--- READING TEXT Enclosed Below ---
Thousands Protest Closure of Ford Factories in Brazil


Thousands of workers on Tuesday protested the pending closure of carmaker Ford's three Brazilian factories at the cost of some 5,000 jobs.

Some 3,000 Ford employees in protective facemasks gathered at Ford's plants at Camacari in northeast Brazil and another 500 at Taubate in the southeast, both closed with immediate effect.

"It was shocking news, the worst possible," said Felipe Monteiro, a 34-year-old electronic technician and father of two who has worked at the Taubate factory for 16 years.

Ford said Monday that losses exacerbated by the coronavirus epidemic would see it close all three its three factories in Brazil, where it has operated for a century, saying the move was "very difficult, but necessary."

Production at Camacari and Taubate would cease immediately, except for manufacturing of some parts which would continue for a few months.

The Troller plant in Horizonte will operate until the fourth quarter.

Ford said losses continued despite progress made in phasing out unprofitable products, which included exiting the heavy truck business, cutting costs and launching new products.

The Covid-10 pandemic, it added, "amplifies persistent industry idle capacity and slow sales that have resulted in years of significant losses."

But President Jair Bolsonaro on Tuesday accused the company of lying about its reasons for the closures.

- 'They want subsidies' -

"Ford failed to tell the truth. They want subsidies," Bolsonaro said at the Alvorada Palace, his official residence in the capital Brasilia. 

"Do you want us to continue giving them 20 billion reais (about $3.6 billion) as was done in recent years? No!" the president told supporters, without giving any context to the amount mentioned.
--- End of Enclosed READING TEXT ---
--- EXTRACTED RECORDS Enclosed Below ---
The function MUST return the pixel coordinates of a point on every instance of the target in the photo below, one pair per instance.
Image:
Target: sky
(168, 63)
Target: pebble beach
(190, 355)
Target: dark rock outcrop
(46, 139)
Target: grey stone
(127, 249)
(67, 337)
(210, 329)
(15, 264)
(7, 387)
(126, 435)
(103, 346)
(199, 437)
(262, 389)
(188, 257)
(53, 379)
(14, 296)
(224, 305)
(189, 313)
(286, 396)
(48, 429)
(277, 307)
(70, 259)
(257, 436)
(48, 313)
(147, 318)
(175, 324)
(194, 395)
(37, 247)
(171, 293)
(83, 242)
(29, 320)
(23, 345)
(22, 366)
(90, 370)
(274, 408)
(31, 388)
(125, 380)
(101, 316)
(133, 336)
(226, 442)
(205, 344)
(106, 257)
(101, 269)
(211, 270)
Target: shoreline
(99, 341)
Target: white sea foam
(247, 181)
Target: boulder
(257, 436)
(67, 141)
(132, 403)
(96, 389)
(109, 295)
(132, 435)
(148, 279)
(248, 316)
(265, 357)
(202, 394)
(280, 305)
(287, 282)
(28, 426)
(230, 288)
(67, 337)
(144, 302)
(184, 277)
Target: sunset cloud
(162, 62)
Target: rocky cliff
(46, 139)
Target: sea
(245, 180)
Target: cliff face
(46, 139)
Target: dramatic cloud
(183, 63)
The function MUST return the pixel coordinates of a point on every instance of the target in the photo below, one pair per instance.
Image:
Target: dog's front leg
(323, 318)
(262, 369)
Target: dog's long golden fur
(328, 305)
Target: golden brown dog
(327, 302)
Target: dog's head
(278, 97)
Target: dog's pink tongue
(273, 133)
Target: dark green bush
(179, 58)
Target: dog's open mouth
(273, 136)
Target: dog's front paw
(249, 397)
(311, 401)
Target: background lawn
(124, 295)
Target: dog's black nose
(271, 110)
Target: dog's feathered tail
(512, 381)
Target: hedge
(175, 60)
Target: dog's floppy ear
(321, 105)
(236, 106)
--- End of Enclosed EXTRACTED RECORDS ---
--- EXTRACTED RECORDS Enclosed Below ---
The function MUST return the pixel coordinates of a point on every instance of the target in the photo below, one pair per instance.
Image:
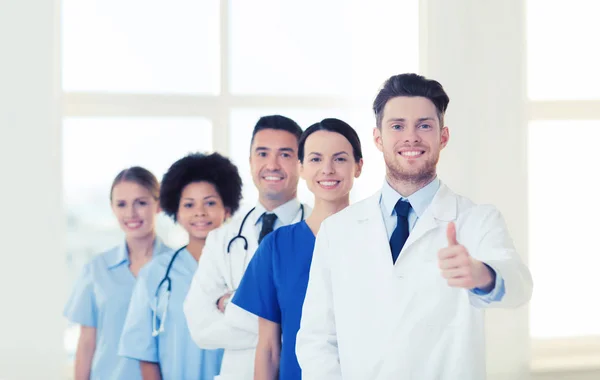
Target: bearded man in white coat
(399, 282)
--- End of Enclosed EXTRACTED RECORDS ---
▶ TASK 1:
Reproduce the passage of the article on the Ford factory closures in Brazil that opens with the words containing "- 'They want subsidies'" and closes with "the amount mentioned.".
▶ TASK 2:
Carry on the article about the Ford factory closures in Brazil beyond its last sentence.
The entries are not needed for the work that follows.

▶ REPLY 1:
- 'They want subsidies' -

"Ford failed to tell the truth. They want subsidies," Bolsonaro said at the Alvorada Palace, his official residence in the capital Brasilia. 

"Do you want us to continue giving them 20 billion reais (about $3.6 billion) as was done in recent years? No!" the president told supporters, without giving any context to the amount mentioned.

▶ REPLY 2:
A Ford spokesperson in the US replied to Bolsonaro's accusations by saying: "The decision by Ford Brazil and circumstances behind it speak for themselves. There is nothing more to say." 

Ford said it would continue serving South America with cars sourced from Argentina, Uruguay, and other markets.

New vehicle sales in Brazil retreated by more than 26 percent in 2020 due to the health crisis, the Fenabrave automotive federation said last week.

Car sales dropped 28.57 percent and that of buses by 33 percent.

News of the closures came as a bombshell in recession-hit Brazil, which is battling record unemployment, and elicited criticism of the inability of Bolsonaro's government to create a favorable business environment.

Brazilian media widely attributed Ford's departure to high production costs and a complex tax system, and Julio Bonfim, head of the Bahia Metalworkers Union, said it was largely a product of "economic instability" in the country.

Ford said it would work with unions to develop an "equitable and balanced plan" to mitigate the impact of the closures on workers.  

Brazil is the country in the world with the second-highest number of reported coronavirus deaths, with more than 203,000 lives lost.